- TUGAS YANG DIMINTA: Tolong tulis ulang bagian teks tentang budayawan otomotif di bawah, mulai dari "Radar Purworejo Salah" sampai ke "itu, kemarin (16/11).", dan tukar "The Jungle Man" dengan "Manusia Rimba".

──────── POTONGAN DOKUMEN

Sang Budayawan Otomotif

Sang Budayawan Otomotif
M Harjanto, 51, warga Kaliboto RT 03 RW 03, Kecamatan Bener, saat menaklukkan medan ekstrim (kanan), memanfaatkan waktu senggang menyanyikan lagu keroncong, kemarin.

Radar Purworejo Salah satu tokoh penting di balik berdirinya IOF 4×4 dan IOF 2×1 di Tanah Air ternyata orang Purworejo. Namanya M Harjanto warga Kaliboto RT 03 RW 03, Kecamatan Bener, Kabupaten Purworejo. Selain malang melintang di dunia Offroad yang telah membesarkan namanya, pria yang juga dikenal dengan sebutan Ki Lurah Offroad ini ternyata juga seorang seniman dan budayawan.

Pria tinggi besar dan ramah ini juga sering dikenal dengan julukan The Jungle Man karena kepiawaiannya dalam menaklukkan medan-medan ekstrem. Ia juga jago dalam urusan merestorasi mobil-mobil antik. Maka tidak heran, jika halaman rumahnya penuh dengan koleksi mobil antik.

“Mungkin kalau ditimbang, kadar jiwa otomotif dan budaya saya itu 50 : 50, tetapi 50 persen kadar otomotif saya mungkin sama dengan orang yang main otomotif 100  persen,” kata pria kelahiran Magelang, 22 September 1969 itu, kemarin (16/11).

────────────────
──────── DATA YANG DISEDIAKAN

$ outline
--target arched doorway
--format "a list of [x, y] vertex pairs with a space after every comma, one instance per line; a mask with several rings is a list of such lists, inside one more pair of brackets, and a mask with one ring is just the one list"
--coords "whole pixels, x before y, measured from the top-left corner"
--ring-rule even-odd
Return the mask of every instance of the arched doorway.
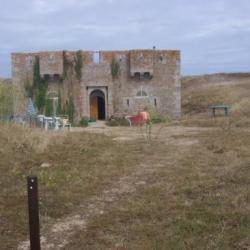
[[97, 89], [90, 93], [90, 118], [96, 120], [105, 120], [105, 95], [104, 93]]

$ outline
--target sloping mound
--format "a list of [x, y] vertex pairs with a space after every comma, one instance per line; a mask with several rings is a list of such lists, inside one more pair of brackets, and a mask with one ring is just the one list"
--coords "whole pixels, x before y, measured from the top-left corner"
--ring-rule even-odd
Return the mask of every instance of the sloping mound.
[[182, 112], [198, 114], [228, 104], [230, 114], [250, 114], [250, 74], [215, 74], [182, 79]]

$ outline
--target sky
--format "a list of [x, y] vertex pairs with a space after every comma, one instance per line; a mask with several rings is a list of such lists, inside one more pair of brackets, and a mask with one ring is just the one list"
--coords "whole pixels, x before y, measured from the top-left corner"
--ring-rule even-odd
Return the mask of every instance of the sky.
[[249, 0], [0, 0], [0, 77], [11, 53], [179, 49], [182, 75], [250, 72]]

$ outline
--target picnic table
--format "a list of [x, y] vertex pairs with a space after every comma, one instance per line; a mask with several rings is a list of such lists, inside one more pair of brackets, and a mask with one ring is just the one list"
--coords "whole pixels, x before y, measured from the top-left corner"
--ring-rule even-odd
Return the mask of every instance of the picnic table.
[[227, 104], [220, 104], [220, 105], [212, 105], [210, 106], [210, 109], [212, 110], [213, 116], [215, 117], [215, 111], [216, 110], [224, 110], [225, 115], [228, 115], [229, 105]]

────────────────

- HASIL DI BAWAH:
Radar Purworejo Salah satu tokoh penting di balik berdirinya IOF 4×4 dan IOF 2×1 di Tanah Air ternyata orang Purworejo. Namanya M Harjanto warga Kaliboto RT 03 RW 03, Kecamatan Bener, Kabupaten Purworejo. Selain malang melintang di dunia Offroad yang telah membesarkan namanya, pria yang juga dikenal dengan sebutan Ki Lurah Offroad ini ternyata juga seorang seniman dan budayawan.

Pria tinggi besar dan ramah ini juga sering dikenal dengan julukan Manusia Rimba karena kepiawaiannya dalam menaklukkan medan-medan ekstrem. Ia juga jago dalam urusan merestorasi mobil-mobil antik. Maka tidak heran, jika halaman rumahnya penuh dengan koleksi mobil antik.

“Mungkin kalau ditimbang, kadar jiwa otomotif dan budaya saya itu 50 : 50, tetapi 50 persen kadar otomotif saya mungkin sama dengan orang yang main otomotif 100  persen,” kata pria kelahiran Magelang, 22 September 1969 itu, kemarin (16/11).